◆ TEXT SHOWN:
**********

A blog on architecture, life, and that avant la lettre...

Sunday, March 30, 2014

GAY!, GAY GAy Gay…w

“What is straight? A line can be straight, or a street, but the human heart, oh, no, it's curved like a road through mountains.” -Tennessee Williams

This post has been a long time in the making. Perhaps I was avoiding it or perhaps I thought it didn’t actually matter. Now, it does, either because I feel the need to discuss it or I feel the need to make this blog the truest representation of myself as possible. In July of 2010(four long years ago) as I was being prepped for my last surgery—the one in my eyes that was the most important—I gave my parents both mom and dad three page letters. They weren’t letters of defense or letters of ill intent; rather they were letters of truth and love. I knew that from that moment things were going to change. I knew that from then on I would be looked at differently in their eyes. I knew that these were the kinds of things that change everything.
           I explained to them that I loved them. I explained that their son was still the same. I explained I like boys. I explained what had been on my mind for the last eight years; from my ill-fated attempts of self-denial, and repression to my attempts to change the way my mind and body worked. I even jokingly discussed how suicide seemed like 'such a messy option.' The undertones of depression and self-loathing my high school and college years had brought with them were rather unnecessary looking back on it all. This stupid inner struggle that caused me an extraordinary amount of anxiety all because I felt I couldn’t let it out. Finally, when faced with my own mortality, it came pouring out—flooding really.
            Without going into too much detail, those letters did change it all. My proud, conservative parents were truly tormented by the revelations of who there son really was. It was so drastic in fact that I stayed at different friends houses for weeks after getting out of the hospital, until I finally was able to return to Savannah to school. They demanded that I change, that I seek counseling, that I pray this ‘perversion’ away from my life. It was horrible particularly because I was fully reliant upon them financially and physically. I happily went to a small army of clergy and religious counselors, and no, these were not happy times. I write ‘happily’ because in contrast to keeping it in for so long I felt free. I felt lighter than I ever had in my life.
            I went into this weird phase of abandonment. Family and friends, it was pretty rough especially on the heels of trying to apply to graduate schools and finish undergrad less than well physically. My roommate was without a doubt the one that pulled me through. She kept me moving forward and focused on the future—the only light that the tunnel had to offer.

**********

◆ SUPPLIED DATA:
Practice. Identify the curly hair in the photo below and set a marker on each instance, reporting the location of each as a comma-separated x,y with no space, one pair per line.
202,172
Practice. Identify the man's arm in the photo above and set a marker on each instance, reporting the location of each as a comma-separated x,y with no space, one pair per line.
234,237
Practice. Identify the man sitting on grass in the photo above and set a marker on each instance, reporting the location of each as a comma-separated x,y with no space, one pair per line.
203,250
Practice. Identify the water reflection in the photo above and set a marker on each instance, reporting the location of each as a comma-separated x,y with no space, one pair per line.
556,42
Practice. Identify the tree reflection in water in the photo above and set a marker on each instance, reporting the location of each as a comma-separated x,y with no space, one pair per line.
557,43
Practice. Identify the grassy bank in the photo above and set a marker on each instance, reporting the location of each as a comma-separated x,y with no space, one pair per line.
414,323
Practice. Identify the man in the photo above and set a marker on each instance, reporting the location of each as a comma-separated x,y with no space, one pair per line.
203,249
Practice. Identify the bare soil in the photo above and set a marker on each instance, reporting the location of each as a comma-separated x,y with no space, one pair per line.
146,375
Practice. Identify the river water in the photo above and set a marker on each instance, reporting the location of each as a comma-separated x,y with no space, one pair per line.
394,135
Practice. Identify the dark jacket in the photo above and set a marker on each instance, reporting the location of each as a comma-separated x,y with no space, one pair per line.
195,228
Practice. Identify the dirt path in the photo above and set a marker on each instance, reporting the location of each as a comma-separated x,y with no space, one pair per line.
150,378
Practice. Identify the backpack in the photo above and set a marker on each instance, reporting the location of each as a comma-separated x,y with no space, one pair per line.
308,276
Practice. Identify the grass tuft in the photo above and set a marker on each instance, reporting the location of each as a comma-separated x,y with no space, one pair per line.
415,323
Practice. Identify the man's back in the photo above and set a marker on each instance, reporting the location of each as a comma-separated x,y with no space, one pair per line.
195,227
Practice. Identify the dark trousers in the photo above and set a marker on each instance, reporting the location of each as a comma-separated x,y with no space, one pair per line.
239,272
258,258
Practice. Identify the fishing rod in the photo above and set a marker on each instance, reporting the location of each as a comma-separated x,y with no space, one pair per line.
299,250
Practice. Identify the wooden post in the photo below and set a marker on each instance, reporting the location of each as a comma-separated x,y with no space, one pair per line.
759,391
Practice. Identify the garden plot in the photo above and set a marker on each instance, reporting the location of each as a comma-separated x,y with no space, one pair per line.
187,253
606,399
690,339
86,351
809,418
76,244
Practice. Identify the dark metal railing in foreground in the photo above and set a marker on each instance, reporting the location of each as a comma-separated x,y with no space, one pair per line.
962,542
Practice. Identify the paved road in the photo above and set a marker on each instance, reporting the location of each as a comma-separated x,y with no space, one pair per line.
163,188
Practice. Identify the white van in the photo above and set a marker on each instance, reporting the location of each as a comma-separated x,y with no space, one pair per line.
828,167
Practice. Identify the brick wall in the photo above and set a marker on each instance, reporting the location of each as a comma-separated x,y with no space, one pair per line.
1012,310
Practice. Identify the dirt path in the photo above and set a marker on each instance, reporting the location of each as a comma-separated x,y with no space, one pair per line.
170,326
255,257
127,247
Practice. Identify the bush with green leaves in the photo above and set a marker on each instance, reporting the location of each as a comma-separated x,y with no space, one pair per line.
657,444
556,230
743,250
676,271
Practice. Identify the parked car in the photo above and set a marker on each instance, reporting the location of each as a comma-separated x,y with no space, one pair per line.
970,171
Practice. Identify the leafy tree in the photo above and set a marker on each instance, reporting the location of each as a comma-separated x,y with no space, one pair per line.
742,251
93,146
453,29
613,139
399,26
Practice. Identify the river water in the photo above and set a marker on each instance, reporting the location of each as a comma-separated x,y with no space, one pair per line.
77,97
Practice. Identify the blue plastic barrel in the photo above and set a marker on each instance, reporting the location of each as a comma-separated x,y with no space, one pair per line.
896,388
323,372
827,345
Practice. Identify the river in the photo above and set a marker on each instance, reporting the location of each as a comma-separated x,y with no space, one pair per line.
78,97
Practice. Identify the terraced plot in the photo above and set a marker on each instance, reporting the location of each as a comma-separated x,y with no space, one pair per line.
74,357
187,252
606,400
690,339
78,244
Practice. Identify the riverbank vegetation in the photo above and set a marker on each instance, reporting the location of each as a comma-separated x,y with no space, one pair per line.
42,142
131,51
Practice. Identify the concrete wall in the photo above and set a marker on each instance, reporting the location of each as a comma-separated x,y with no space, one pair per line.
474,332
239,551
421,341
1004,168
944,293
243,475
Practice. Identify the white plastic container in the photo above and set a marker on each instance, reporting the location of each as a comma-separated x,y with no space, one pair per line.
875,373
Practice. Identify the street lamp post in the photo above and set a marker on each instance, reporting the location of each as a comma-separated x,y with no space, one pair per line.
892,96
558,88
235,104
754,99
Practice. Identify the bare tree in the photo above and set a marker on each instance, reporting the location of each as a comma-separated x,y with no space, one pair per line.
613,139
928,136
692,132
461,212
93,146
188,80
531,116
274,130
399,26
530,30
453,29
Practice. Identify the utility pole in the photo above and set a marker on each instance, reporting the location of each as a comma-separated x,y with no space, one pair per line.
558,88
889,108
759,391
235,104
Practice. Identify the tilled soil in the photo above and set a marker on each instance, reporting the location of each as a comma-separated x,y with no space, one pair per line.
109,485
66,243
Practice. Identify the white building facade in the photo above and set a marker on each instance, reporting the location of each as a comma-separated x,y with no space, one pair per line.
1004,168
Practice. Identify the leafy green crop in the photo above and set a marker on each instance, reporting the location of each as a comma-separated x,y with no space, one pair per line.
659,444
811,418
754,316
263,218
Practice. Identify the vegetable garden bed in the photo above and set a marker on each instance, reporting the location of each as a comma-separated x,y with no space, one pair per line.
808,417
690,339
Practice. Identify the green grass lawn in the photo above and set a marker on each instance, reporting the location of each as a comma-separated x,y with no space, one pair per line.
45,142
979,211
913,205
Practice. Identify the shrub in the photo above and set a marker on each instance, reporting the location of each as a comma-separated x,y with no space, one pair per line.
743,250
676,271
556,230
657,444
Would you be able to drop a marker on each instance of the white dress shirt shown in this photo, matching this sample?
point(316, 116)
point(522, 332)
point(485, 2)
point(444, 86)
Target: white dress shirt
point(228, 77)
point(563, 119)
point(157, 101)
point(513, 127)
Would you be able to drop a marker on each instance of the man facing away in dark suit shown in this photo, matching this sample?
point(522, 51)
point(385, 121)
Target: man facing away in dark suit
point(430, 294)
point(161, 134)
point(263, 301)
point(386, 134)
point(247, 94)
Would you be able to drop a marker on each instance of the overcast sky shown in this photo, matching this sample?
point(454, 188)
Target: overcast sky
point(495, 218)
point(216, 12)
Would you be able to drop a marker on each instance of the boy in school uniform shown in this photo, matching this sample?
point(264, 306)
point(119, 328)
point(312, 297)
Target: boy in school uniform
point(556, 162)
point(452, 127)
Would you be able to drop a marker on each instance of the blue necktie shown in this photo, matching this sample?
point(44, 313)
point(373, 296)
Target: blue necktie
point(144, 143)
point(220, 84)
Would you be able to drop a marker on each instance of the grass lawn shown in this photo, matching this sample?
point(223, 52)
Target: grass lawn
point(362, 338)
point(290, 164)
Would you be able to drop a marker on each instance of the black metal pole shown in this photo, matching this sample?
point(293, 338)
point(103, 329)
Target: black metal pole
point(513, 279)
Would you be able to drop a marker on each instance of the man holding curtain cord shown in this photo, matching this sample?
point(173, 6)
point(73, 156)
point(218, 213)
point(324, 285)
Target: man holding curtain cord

**********

◆ WHAT IS BEING ASKED:
Rewrite the passage of the blog post between "I went into" and "had to offer.", inclusive, and swap "roommate" for "best friend".

◆ RESULT OF THE EXERCISE:
I went into this weird phase of abandonment. Family and friends, it was pretty rough especially on the heels of trying to apply to graduate schools and finish undergrad less than well physically. My best friend was without a doubt the one that pulled me through. She kept me moving forward and focused on the future—the only light that the tunnel had to offer.